Category: Professional Posters
Purpose: As older patients are frequently subjected to polypharmacy (PP), adverse events caused by potentially inappropriate medications (PIMs) and drug-drug interactions (DDIs) have been frequently reported in the literature. PP, PIMs, and DDIs may cause increased risk of falls, frailty, adverse events, and reduced efficacy of certain chemotherapy. Despite these issues, studies on the prevalence of PP, PIMs, and DDIs in older patients with cancer receiving chemotherapy have been conducted in relatively small samples, and nationwide population-based studies are limited. Therefore, we aimed to investigate the prevalence of PP and PIMs during chemotherapy in older Korean patients with cancer.
Methods: We used the 2016 National Adult Patient Sample database obtained from the Korean Health Insurance Review and Assessment Service (HIRA) database, comprising 1,327,455 patients. From this database, we selected patients diagnosed with cancer, who were prescribed an anticancer drug during 2016. Anticancer drugs were defined as antineoplastic agents (Anatomical Therapeutic Chemical code (ATC code) L01) and endocrine therapy (ATC code L02). PP was defined as the concurrent use of five or more chronic medications. PIMs were assessed according to the 2019 American Geriatrics Society (AGS) Beers Criteria® for potentially inappropriate medication use in older adults. PIMs that were dependent on their diagnosis or condition were excluded. We only counted once when the same type of PIM was repeated. Prevalence of potentially clinically important DDIs that should be avoided in older adults as described in the 2019 AGS Beers Criteria® was also evaluated.
Results: In total, 21,956 patients (1.7%) were diagnosed with cancer and prescribed anticancer drugs. The mean age was 74.2 years, and 62.6% of the patients were men. Among them, prevalence of PP was 69.1% and 26.8% of patients were prescribed more than 10 medications.

» WORK ORDER
In the abstract on polypharmacy in older Korean patients with cancer, how was polypharmacy defined?

» DATA FOR ANALYSIS
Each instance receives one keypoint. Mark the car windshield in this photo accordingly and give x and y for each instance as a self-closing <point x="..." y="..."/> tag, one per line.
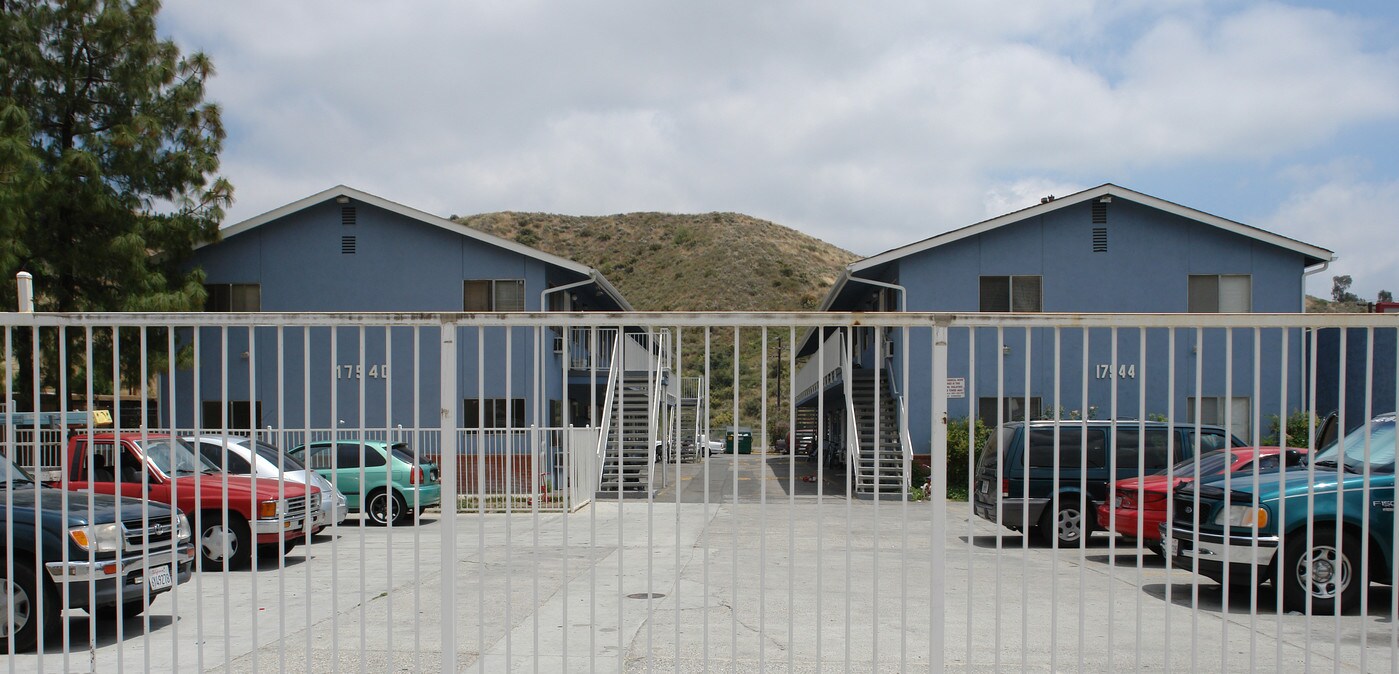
<point x="1349" y="452"/>
<point x="11" y="474"/>
<point x="277" y="457"/>
<point x="1212" y="463"/>
<point x="175" y="457"/>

» REPLY TO THE EXERCISE
As the concurrent use of five or more chronic medications.